Extract provided
[START]

One critique of Schubert's book is that the discourses that he charts and analyzes held a much more limited circulation than is explicitly acknowledged. The colonialist periodicals that Schubert combs comprised only a minute fraction of the oceans of text washing through Wilhelmine Germany, and so tended to circulate largely (although not solely[5]) among a self-defined club of colonial enthusiasts. The question then arises: what was the relationship of this bounded "colonial discussion" to the far larger world of Wilhelmine print culture? Popular ethnographic essays appeared regularly in Die Gartenlaube from the 1870s onwards, for example, and thereby enjoyed a circulation undreamed of by the editors of the colonialist press or the missionary newsletters. Did the greater nuance and intricacy evident in these earlier, ubiquitous ethnographic portrayals undermine or contradict the appealing simplicity of the trope of the "kulturloser Neger?" Or from a different tack: were the parliamentarians of the Left Liberal or Social Democratic parties aware that such papers as the Kolonialzeitung or the Berichte der Berliner Missionsgesellschaft even existed, let alone read such publications? If not, then by what other means did the image of the kulturlos Black Other reach them, to so saturate their rhetoric?
The limits of Schubert's source base become immediately apparent when the reader reflects on images of Black "Otherness" that are almost entirely absent in Schubert's book--namely, those with either an exotifying or erotic tinge. The colonialists of the nationalist right (unhappily saddled with Carl Peters's colonial sex scandals) and those of the missionary societies saw little merit in deploying eroticized visions of race. Yet such carnal incarnations circulated widely, even in the ostensibly staid Wilhelmine era. Do these "attractive" variants of blackness, evident in such diverse media as Simplicissimus cartoons, racist postcards, and books of ethno-pornograpy, leave no imprint in the colonial discussion?
Along these lines, Schubert's heavy usage of the word Bild itself is a bit misleading; for his research deals exclusively with textual description and does not address visual imagery at all.[6] This omission is more striking than may seem at first glance; for pictorial imagery of Africans in European culture has a markedly different historical trajectory than textual discourses. Were the elastic, simple, textual descriptions of the kulturlos Black Other, "educated to work," offset by the sometimes more sensationalistic illustrations of racial difference in Völkerschau posters, or alternately, by the alluring images of African exoticism in mass-marketed advertising? When Schubert's conclusion ties Wilhelmine images of the Black Other into contemporary visions of Africa as a poverty-ridden region of "underdeveloped" savagery, the question of the linkage between the official "colonial discussion" and the far broader field of popular culture becomes all the more acute.

[END]

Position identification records
[START]

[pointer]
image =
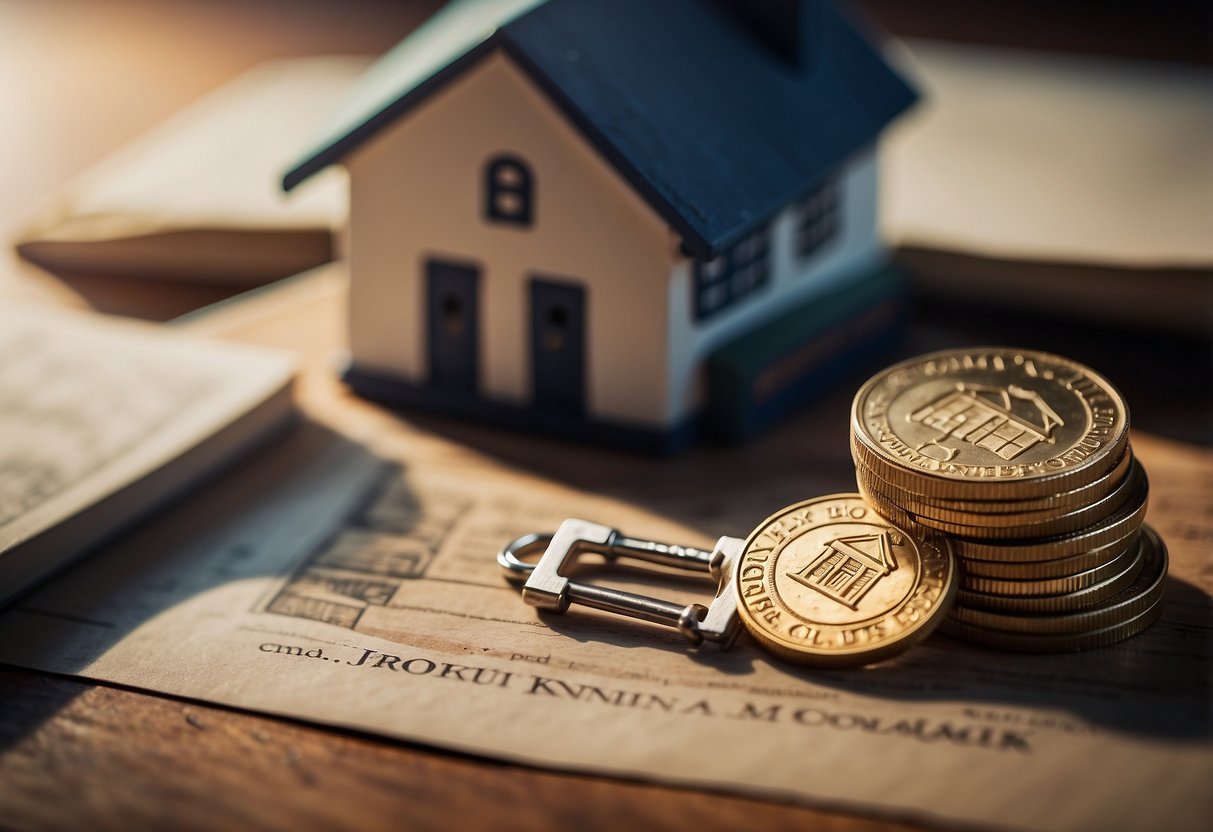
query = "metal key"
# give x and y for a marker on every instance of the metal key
(826, 581)
(545, 587)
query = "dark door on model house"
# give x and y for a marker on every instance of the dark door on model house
(451, 319)
(558, 347)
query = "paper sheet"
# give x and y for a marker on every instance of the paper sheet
(356, 586)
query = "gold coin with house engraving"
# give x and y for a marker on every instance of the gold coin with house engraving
(1054, 503)
(989, 423)
(1133, 490)
(830, 582)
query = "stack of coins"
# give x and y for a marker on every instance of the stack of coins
(1021, 462)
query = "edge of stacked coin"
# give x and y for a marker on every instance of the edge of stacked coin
(975, 446)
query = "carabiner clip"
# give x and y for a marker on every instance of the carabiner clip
(546, 588)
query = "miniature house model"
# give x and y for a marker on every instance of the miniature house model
(582, 216)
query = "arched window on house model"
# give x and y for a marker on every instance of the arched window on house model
(508, 191)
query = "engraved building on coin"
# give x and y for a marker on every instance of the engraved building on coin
(984, 416)
(848, 568)
(1021, 461)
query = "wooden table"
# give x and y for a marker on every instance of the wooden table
(87, 77)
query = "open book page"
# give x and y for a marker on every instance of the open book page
(102, 419)
(199, 198)
(347, 576)
(1059, 184)
(1031, 155)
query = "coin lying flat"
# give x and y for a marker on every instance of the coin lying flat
(1125, 605)
(1011, 513)
(1133, 490)
(1053, 502)
(1024, 585)
(1041, 570)
(989, 422)
(1123, 522)
(830, 582)
(1054, 603)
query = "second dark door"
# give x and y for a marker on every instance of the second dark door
(558, 346)
(451, 315)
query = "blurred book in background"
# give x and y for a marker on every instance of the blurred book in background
(104, 420)
(198, 199)
(1069, 186)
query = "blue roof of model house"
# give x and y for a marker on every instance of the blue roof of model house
(712, 126)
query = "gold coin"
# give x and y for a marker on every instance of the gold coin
(989, 423)
(1040, 570)
(830, 582)
(1143, 593)
(1046, 604)
(1028, 585)
(1126, 520)
(989, 512)
(1134, 489)
(1058, 502)
(1054, 642)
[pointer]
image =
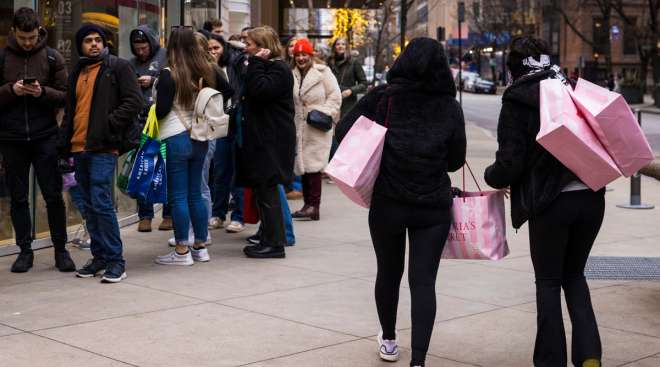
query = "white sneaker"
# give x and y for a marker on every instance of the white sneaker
(191, 239)
(216, 223)
(388, 349)
(201, 255)
(175, 259)
(235, 227)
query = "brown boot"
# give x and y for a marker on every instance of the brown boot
(165, 225)
(294, 195)
(144, 225)
(307, 212)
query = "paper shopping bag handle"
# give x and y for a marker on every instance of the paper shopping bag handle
(471, 174)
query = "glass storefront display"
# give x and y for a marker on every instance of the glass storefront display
(62, 18)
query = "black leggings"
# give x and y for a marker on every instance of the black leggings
(427, 231)
(560, 241)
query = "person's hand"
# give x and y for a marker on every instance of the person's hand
(32, 89)
(264, 53)
(145, 81)
(18, 88)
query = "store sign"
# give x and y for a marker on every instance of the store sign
(615, 33)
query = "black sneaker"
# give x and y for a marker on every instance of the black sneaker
(91, 269)
(23, 262)
(254, 239)
(114, 273)
(63, 261)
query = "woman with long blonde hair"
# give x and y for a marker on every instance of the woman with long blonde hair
(192, 68)
(266, 151)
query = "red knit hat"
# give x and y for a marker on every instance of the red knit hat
(303, 46)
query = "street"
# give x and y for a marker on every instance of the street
(483, 110)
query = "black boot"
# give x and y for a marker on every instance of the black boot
(63, 261)
(264, 252)
(23, 262)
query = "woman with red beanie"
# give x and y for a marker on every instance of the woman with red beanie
(317, 98)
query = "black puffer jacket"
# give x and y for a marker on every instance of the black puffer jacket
(31, 118)
(426, 130)
(535, 176)
(267, 143)
(116, 102)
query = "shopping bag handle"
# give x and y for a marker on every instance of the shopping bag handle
(473, 177)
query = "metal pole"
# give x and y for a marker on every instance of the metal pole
(461, 16)
(636, 184)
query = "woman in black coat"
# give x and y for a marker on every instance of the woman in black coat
(564, 215)
(425, 140)
(267, 136)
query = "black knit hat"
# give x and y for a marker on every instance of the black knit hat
(86, 30)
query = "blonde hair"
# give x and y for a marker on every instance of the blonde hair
(266, 37)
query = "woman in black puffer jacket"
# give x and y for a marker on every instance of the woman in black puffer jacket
(425, 140)
(564, 215)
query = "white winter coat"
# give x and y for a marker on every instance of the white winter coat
(319, 91)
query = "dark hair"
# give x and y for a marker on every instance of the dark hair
(189, 62)
(521, 48)
(224, 59)
(212, 23)
(25, 20)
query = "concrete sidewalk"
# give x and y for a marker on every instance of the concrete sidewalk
(316, 307)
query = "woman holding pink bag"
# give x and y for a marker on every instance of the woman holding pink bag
(425, 140)
(564, 214)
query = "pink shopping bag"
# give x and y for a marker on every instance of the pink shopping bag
(478, 229)
(615, 126)
(356, 164)
(570, 139)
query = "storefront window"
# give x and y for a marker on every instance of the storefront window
(198, 11)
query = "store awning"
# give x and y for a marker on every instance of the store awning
(358, 4)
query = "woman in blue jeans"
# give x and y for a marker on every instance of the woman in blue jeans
(187, 52)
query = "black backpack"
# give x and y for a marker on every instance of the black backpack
(130, 137)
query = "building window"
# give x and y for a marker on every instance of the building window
(629, 40)
(601, 35)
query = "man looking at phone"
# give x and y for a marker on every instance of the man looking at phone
(32, 87)
(148, 60)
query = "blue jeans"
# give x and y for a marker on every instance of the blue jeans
(94, 173)
(288, 221)
(77, 199)
(224, 172)
(206, 190)
(146, 210)
(185, 160)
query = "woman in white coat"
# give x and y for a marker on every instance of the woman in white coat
(315, 89)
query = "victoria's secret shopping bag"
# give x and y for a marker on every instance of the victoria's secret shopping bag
(478, 228)
(570, 139)
(615, 126)
(356, 164)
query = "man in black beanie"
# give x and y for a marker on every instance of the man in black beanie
(103, 101)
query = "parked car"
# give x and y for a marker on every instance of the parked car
(472, 82)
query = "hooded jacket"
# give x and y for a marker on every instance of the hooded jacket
(535, 176)
(31, 118)
(116, 102)
(350, 75)
(426, 131)
(155, 63)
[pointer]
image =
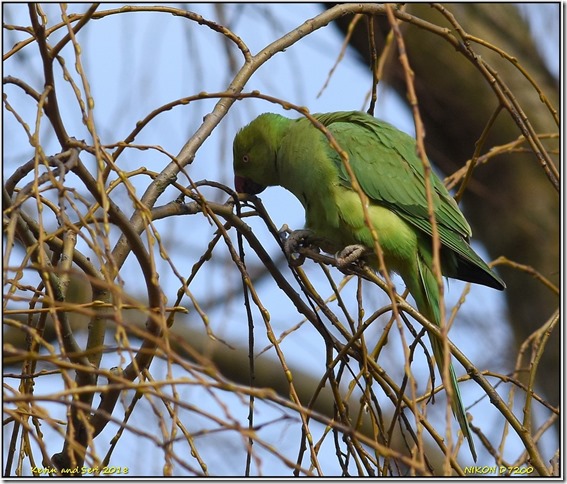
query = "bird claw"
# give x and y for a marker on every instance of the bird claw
(350, 254)
(293, 240)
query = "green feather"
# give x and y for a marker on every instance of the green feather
(274, 150)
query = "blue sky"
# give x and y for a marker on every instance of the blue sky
(135, 63)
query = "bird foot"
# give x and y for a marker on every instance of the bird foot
(293, 240)
(350, 254)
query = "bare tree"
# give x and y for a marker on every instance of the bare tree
(84, 231)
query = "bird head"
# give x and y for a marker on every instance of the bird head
(255, 154)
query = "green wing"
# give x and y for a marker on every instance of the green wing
(388, 169)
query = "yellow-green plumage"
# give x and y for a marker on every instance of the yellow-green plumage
(274, 150)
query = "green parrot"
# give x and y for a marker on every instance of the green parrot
(293, 153)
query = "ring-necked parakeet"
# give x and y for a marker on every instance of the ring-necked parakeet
(292, 153)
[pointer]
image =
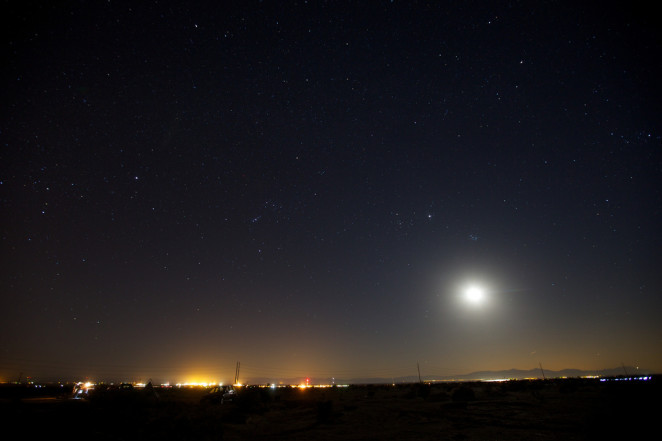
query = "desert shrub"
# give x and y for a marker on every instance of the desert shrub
(325, 411)
(463, 394)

[END]

List of tasks
[1] List the publications the review names by title in its first paragraph.
[2] Echo the stretch of the review from "The limits of" through "the colonial discussion?" word for word.

Results of the exercise
[1]
- Die Gartenlaube
- Kolonialzeitung
- Berichte der Berliner Missionsgesellschaft

[2]
The limits of Schubert's source base become immediately apparent when the reader reflects on images of Black "Otherness" that are almost entirely absent in Schubert's book--namely, those with either an exotifying or erotic tinge. The colonialists of the nationalist right (unhappily saddled with Carl Peters's colonial sex scandals) and those of the missionary societies saw little merit in deploying eroticized visions of race. Yet such carnal incarnations circulated widely, even in the ostensibly staid Wilhelmine era. Do these "attractive" variants of blackness, evident in such diverse media as Simplicissimus cartoons, racist postcards, and books of ethno-pornograpy, leave no imprint in the colonial discussion?